## BEGIN Listed entries
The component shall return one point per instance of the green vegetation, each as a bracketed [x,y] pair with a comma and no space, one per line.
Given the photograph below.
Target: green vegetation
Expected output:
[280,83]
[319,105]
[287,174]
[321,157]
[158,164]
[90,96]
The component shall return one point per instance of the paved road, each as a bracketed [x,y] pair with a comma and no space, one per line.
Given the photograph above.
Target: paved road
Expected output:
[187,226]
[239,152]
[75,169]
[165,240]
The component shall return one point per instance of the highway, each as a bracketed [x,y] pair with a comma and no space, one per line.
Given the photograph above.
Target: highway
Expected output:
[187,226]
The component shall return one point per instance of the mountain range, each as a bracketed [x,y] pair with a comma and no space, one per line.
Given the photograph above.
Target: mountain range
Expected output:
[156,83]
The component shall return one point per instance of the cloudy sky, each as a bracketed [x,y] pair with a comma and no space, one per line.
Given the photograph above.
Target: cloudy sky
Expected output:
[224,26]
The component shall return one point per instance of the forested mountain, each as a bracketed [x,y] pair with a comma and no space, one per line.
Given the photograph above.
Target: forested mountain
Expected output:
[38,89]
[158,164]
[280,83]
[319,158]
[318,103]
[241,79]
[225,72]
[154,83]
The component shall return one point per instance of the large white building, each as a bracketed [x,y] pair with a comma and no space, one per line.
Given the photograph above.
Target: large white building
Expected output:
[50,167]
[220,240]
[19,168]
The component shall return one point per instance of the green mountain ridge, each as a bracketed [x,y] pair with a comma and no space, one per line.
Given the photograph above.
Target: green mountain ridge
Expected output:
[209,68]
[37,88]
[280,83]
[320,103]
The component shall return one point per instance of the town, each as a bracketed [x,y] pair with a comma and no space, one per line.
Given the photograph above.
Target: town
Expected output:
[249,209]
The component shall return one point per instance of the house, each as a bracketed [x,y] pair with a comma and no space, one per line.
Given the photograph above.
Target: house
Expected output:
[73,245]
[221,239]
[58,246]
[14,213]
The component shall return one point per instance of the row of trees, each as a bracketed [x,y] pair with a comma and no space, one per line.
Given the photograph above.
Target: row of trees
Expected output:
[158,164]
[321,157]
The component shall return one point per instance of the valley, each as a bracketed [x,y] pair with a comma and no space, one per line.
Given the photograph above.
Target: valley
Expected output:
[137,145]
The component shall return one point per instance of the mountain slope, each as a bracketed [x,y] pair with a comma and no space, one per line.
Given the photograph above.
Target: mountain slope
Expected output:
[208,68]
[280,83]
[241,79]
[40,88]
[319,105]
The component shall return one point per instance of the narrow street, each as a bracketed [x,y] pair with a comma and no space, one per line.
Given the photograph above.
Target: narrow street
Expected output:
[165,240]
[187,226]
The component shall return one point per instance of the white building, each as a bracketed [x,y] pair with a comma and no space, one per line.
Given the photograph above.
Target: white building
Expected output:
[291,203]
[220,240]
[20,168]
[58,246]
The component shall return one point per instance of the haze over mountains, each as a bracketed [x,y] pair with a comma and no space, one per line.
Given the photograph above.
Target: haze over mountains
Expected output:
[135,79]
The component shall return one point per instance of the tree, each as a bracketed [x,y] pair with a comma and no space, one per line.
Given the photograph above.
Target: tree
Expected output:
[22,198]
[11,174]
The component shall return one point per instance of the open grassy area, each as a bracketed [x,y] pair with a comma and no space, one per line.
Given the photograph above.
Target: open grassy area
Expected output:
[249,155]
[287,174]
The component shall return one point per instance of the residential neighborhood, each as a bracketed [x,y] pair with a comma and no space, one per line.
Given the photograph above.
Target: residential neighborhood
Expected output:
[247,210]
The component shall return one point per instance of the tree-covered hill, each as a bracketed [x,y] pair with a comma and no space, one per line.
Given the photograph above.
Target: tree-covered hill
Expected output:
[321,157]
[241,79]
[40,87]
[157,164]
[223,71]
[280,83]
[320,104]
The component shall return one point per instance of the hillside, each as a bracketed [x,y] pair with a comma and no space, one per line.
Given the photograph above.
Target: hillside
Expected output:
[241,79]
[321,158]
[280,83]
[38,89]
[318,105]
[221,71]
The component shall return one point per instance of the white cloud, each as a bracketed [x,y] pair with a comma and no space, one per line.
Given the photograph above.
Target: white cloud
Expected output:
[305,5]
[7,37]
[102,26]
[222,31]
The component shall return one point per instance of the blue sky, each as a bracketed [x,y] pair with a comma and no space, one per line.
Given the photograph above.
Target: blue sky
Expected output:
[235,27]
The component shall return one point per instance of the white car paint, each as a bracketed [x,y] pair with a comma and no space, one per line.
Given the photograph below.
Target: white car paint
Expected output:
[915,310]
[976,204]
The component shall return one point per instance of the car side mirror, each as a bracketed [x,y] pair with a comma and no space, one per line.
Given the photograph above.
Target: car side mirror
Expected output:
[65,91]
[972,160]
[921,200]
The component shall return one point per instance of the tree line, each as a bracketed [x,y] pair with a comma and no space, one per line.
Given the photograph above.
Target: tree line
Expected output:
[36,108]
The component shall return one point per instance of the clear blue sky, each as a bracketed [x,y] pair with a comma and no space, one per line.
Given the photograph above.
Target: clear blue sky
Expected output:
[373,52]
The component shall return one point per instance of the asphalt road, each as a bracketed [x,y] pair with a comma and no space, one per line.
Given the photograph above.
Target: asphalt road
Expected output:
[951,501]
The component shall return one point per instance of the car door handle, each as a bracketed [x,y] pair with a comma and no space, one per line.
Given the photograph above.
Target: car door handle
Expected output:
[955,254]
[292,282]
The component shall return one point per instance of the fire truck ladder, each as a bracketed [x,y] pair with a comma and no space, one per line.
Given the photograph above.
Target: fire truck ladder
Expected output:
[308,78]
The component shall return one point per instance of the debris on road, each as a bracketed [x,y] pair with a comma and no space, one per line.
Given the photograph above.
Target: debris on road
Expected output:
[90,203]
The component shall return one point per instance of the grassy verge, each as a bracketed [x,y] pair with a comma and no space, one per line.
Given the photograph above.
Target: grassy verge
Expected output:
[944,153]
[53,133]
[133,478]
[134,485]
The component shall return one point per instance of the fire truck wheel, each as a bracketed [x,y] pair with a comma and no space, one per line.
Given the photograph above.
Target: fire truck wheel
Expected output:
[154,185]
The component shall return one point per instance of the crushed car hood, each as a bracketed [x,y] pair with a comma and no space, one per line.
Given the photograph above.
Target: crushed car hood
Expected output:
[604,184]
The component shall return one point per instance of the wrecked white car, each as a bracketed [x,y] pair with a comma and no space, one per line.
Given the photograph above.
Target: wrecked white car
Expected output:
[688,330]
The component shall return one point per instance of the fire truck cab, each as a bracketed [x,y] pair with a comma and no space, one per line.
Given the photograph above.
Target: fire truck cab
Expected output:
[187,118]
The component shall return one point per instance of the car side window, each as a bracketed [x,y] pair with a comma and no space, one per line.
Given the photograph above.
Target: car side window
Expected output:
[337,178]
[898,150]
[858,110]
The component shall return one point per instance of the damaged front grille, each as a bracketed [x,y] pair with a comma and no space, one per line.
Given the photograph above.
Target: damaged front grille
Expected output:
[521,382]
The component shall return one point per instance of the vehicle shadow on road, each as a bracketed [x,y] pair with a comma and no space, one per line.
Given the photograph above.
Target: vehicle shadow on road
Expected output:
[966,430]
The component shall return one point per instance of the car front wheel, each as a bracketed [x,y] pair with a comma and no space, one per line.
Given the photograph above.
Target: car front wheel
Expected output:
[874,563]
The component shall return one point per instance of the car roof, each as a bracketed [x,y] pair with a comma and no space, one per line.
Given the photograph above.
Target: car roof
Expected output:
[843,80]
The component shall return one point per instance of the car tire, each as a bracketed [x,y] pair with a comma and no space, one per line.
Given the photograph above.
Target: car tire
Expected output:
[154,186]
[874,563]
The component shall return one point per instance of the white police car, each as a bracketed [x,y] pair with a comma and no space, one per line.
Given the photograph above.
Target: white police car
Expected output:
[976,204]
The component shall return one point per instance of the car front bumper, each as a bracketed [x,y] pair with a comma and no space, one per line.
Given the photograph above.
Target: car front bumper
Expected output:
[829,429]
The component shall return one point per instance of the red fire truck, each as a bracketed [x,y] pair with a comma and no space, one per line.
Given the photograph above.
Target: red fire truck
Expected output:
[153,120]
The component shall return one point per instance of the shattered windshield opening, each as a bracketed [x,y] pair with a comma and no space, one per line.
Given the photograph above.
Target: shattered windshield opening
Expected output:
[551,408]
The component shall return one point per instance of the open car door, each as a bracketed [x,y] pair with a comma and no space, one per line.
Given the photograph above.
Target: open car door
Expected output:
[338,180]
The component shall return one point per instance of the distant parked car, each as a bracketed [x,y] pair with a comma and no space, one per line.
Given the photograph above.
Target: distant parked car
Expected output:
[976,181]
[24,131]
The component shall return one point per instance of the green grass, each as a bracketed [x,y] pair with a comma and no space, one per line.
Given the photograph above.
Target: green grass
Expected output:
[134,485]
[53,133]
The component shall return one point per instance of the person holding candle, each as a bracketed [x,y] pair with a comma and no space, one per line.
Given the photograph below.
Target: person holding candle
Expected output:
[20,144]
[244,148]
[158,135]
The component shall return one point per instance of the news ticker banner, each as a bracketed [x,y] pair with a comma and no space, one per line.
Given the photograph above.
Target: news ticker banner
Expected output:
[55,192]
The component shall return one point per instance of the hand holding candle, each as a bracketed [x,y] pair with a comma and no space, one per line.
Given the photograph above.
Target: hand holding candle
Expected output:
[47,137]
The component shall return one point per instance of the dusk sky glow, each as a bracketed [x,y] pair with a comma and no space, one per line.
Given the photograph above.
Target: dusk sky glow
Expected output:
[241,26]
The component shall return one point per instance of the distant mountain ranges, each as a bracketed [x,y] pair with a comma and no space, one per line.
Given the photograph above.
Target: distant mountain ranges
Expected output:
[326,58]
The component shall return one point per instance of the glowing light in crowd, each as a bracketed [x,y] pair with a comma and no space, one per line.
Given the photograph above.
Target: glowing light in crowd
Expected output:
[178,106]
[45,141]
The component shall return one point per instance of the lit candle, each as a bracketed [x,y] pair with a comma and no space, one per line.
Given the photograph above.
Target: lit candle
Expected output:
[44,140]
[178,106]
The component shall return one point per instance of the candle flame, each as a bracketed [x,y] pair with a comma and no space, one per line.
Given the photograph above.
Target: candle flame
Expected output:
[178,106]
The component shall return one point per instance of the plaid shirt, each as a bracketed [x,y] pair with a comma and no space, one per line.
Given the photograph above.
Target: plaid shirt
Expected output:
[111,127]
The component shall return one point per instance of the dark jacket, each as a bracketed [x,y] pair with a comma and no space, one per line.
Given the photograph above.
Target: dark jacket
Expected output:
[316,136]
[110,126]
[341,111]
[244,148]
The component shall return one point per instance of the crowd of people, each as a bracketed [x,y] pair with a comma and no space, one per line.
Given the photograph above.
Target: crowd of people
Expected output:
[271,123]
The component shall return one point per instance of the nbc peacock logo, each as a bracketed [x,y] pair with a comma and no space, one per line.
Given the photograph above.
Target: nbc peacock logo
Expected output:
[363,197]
## END Listed entries
Write out the material from the line containing "The component shall return one point per instance of the candle" through the end of the material, swapping "dark jacket" for "black coat" wherever it appears and keeping everything else the same.

• _Exercise response_
The component shall return one point per instance of the candle flame, each as a bracketed [x,y] pair with a comma and no space, one per line.
Given the photograph above.
Target: candle flame
Expected output:
[178,106]
The component shall return one point per instance of the plaid shirt, each as a bracketed [x,y] pair with a comma and no space, one per line.
Given the photograph above.
Target: plaid shirt
Expected output:
[111,127]
The component shall return one point per instance of the black coat, each as a bracketed [x,y] pair with a comma and no space, one per line.
Given the photograph above.
Target: black coat
Expected output:
[316,136]
[110,126]
[341,111]
[244,148]
The component shall return one point per instance of the crowd of people, each as a bracketed [x,y] pair with a comma and no space, one per line.
Given the photograph above.
Target: crowd of people
Expected output:
[271,123]
The component shall return one point per instance of the nbc peacock logo, each as a bracketed [x,y] pair with a comma and no space, one per line.
Given the photograph above.
Target: nbc peacock logo
Expected output:
[363,197]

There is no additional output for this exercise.